- WHAT TO WORK ON
Gather every line in the records below that contains the word "tree".
------ DATA SECTION ------
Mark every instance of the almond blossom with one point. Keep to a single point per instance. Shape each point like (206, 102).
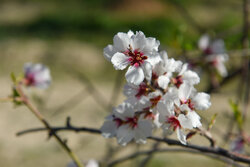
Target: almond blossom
(137, 52)
(160, 93)
(126, 125)
(37, 75)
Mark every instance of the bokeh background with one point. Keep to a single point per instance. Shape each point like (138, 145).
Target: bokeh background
(69, 36)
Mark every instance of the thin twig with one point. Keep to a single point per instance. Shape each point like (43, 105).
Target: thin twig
(172, 150)
(28, 104)
(216, 151)
(150, 155)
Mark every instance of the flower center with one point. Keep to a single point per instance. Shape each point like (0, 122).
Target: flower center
(118, 122)
(177, 81)
(143, 90)
(189, 103)
(30, 79)
(155, 100)
(136, 58)
(174, 122)
(132, 121)
(208, 51)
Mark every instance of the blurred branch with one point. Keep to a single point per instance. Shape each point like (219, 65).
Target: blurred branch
(246, 60)
(172, 150)
(150, 155)
(225, 80)
(39, 116)
(215, 151)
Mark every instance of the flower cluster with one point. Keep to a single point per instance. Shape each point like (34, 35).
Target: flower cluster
(160, 91)
(214, 51)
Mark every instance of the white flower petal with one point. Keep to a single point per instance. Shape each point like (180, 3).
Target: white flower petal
(108, 52)
(120, 61)
(143, 130)
(195, 119)
(181, 136)
(185, 121)
(204, 42)
(154, 58)
(147, 68)
(201, 101)
(184, 91)
(134, 75)
(108, 129)
(191, 77)
(124, 134)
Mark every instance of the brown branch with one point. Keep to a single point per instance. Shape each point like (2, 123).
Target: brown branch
(35, 111)
(172, 150)
(215, 151)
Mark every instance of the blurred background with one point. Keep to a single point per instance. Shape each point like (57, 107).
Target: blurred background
(69, 36)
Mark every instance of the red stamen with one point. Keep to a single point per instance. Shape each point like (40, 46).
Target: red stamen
(175, 123)
(136, 57)
(177, 81)
(143, 90)
(155, 100)
(132, 122)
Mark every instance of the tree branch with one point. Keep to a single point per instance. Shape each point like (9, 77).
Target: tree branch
------
- RESULT
Mark every instance of the tree branch with one point. Keep to a single point per instance. Shape each point like (9, 77).
Target: tree branch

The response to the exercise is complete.